> _WHAT NEEDS TO BE DONE_:
Output the podcast transcript below verbatim, in full.

> _TEXT PROVIDED_:
Matteo Bologna 32:59
Of course. There is current custom typeface that you decide to make for that project, and that's it!
Mark Bergin 33:08
No, no, we need to get deep, because I know that with Mucca that you've actually had great- listeners and viewers here, Matteo and I did a podcast, we'll put a link in, where he talks about his own journey from turning-in to actually looking at creating even more value out of a brief. So let's get into the more value out of the brief.
Matteo Bologna 33:29
Yeah, it's very difficult, the distance between the moment that you go to vote until something happens, it's so big that the question is, there must be some answer on how to convince the person tp vote now and see that there is an effect in the future. I think is the same problem that you have when you start thinking about your diet, it's so far away the result, the ending, that you need to try to make it tangible. So probably you have to figure out some smart idea, maybe some kind of like old fashioned advertisement, like they were doing in the 60s where there's some kind of pay-off or some slogan that really makes you think, oh, wow, if I do this, actually, there's a result.

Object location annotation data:
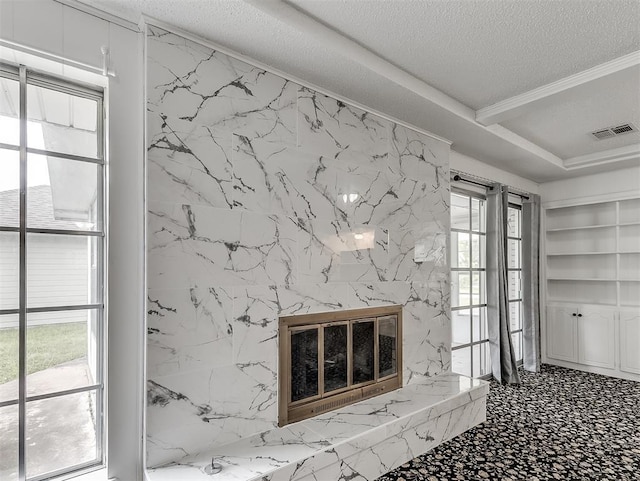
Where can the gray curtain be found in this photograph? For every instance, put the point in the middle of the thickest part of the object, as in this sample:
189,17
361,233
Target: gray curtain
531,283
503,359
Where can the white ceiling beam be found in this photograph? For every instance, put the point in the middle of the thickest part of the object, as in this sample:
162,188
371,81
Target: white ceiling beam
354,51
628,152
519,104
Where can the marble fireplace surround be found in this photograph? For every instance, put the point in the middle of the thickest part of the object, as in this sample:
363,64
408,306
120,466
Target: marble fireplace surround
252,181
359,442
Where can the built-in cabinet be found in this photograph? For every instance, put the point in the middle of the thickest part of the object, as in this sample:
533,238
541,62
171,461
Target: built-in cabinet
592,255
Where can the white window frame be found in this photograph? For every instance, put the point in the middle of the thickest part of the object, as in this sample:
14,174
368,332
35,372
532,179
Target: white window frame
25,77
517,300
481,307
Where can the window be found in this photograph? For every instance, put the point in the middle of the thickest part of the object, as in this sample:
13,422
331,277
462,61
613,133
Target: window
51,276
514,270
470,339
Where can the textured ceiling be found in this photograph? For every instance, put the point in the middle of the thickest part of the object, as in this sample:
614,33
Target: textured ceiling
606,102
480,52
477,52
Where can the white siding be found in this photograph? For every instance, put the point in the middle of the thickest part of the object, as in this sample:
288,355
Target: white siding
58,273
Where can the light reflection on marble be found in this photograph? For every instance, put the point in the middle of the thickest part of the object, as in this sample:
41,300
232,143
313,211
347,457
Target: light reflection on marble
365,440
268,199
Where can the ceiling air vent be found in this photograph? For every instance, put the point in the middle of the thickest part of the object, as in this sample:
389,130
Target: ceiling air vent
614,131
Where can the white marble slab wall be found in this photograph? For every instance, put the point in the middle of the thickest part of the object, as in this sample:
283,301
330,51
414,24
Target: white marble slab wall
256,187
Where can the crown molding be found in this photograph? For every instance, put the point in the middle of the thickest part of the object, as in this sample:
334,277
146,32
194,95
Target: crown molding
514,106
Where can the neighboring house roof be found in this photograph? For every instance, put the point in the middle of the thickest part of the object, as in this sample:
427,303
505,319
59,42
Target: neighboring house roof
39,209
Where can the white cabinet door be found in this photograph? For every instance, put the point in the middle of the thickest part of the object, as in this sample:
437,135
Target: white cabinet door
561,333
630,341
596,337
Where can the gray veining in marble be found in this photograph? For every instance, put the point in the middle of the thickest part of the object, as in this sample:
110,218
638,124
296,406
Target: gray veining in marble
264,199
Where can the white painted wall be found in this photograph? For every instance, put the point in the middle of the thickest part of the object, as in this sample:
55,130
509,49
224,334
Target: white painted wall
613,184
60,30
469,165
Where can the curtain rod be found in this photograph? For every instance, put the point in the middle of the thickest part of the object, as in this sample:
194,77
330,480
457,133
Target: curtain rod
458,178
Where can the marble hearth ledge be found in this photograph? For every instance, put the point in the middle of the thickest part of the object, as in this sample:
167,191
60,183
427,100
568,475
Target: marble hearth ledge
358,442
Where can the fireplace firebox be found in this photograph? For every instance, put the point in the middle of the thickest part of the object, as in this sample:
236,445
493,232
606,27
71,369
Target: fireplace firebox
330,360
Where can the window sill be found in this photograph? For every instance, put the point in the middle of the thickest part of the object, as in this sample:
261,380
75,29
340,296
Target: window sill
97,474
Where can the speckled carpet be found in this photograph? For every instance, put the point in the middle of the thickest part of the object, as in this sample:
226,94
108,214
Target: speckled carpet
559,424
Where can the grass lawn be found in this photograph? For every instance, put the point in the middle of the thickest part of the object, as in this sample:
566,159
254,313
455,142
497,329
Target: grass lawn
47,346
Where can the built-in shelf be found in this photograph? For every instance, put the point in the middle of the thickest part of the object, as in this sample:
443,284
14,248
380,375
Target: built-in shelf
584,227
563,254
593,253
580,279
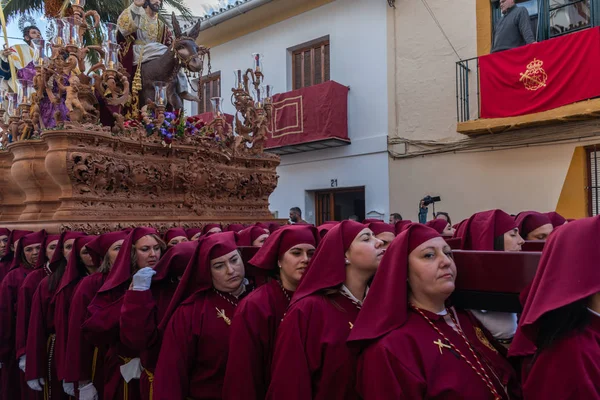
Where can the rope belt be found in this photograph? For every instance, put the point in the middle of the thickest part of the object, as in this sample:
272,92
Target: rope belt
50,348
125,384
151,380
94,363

...

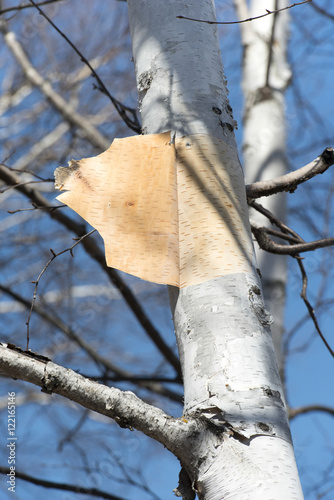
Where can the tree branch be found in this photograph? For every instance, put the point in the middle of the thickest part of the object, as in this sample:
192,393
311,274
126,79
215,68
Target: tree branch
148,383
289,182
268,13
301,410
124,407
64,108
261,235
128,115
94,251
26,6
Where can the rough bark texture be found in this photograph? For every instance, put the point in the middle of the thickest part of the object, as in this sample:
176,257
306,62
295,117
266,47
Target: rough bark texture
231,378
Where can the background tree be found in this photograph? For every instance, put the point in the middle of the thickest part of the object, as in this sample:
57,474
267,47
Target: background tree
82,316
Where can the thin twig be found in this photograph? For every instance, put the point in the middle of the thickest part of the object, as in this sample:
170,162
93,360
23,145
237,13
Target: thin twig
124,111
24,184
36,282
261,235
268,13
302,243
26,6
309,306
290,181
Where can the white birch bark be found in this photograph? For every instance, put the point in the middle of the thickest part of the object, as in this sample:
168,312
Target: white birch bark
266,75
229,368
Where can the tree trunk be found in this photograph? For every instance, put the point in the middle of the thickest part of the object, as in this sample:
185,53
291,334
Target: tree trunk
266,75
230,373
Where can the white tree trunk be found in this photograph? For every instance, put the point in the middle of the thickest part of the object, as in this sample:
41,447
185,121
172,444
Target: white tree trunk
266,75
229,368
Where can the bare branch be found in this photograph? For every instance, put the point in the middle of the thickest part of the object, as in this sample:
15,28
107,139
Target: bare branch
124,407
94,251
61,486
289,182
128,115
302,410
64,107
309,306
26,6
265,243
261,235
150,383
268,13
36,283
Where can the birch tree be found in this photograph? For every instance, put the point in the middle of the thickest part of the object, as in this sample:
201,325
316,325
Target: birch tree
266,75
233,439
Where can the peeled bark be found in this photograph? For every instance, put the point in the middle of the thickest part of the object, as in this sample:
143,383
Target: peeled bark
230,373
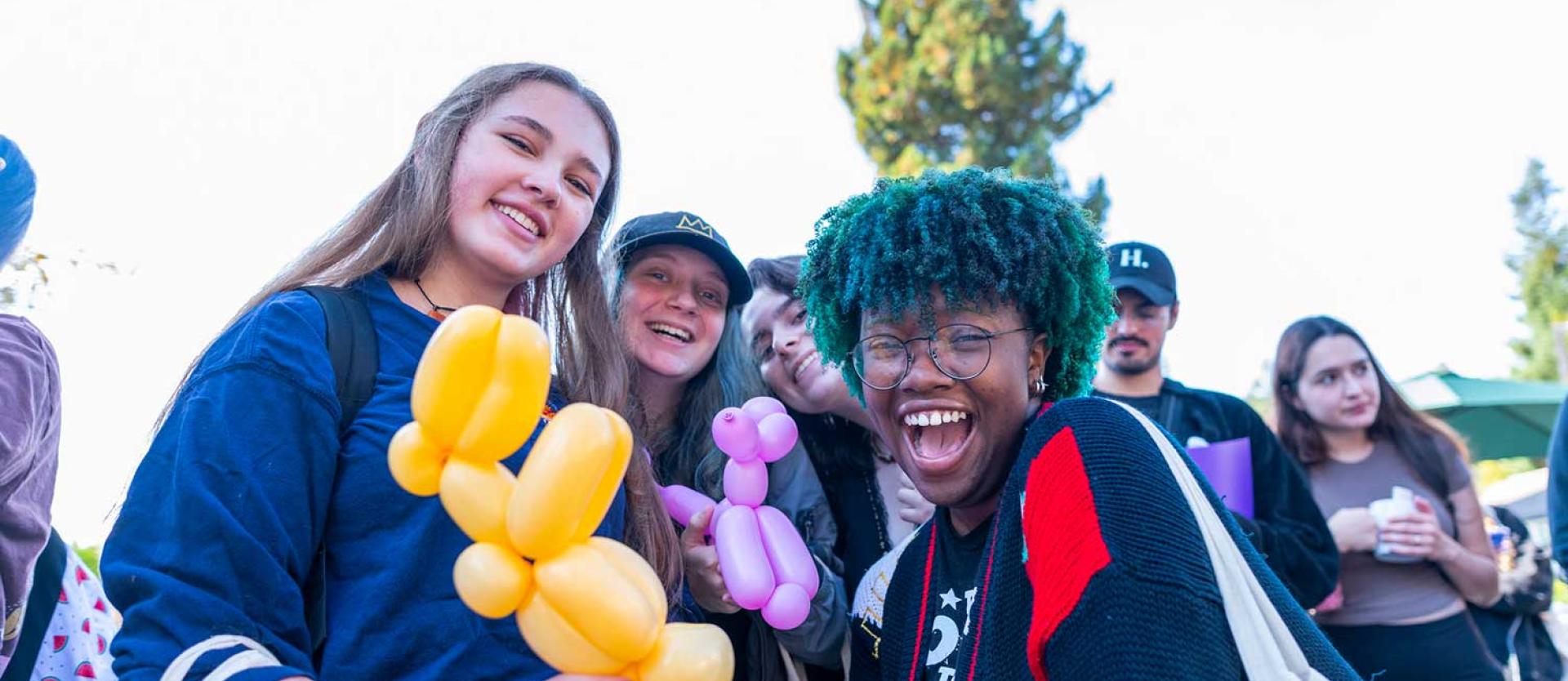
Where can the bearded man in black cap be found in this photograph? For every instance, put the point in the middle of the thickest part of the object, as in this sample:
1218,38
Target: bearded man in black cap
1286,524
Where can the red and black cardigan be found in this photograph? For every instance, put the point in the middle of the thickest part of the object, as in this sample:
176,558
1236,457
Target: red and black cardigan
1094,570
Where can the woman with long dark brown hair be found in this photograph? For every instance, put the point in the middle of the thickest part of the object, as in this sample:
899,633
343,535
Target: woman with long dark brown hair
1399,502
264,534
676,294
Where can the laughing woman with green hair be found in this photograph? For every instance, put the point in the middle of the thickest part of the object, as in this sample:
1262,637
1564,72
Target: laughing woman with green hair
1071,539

> _SOLUTION TO THIS TASK_:
Matteo Bologna 32:59
Of course. There is current custom typeface that you decide to make for that project, and that's it!
Mark Bergin 33:08
No, no, we need to get deep, because I know that with Mucca that you've actually had great- listeners and viewers here, Matteo and I did a podcast, we'll put a link in, where he talks about his own journey from turning-in to actually looking at creating even more value out of a brief. So let's get into the more value out of the brief.
Matteo Bologna 33:29
Yeah, it's very difficult, the distance between the moment that you go to vote until something happens, it's so big that the question is, there must be some answer on how to convince the person tp vote now and see that there is an effect in the future. I think is the same problem that you have when you start thinking about your diet, it's so far away the result, the ending, that you need to try to make it tangible. So probably you have to figure out some smart idea, maybe some kind of like old fashioned advertisement, like they were doing in the 60s where there's some kind of pay-off or some slogan that really makes you think, oh, wow, if I do this, actually, there's a result.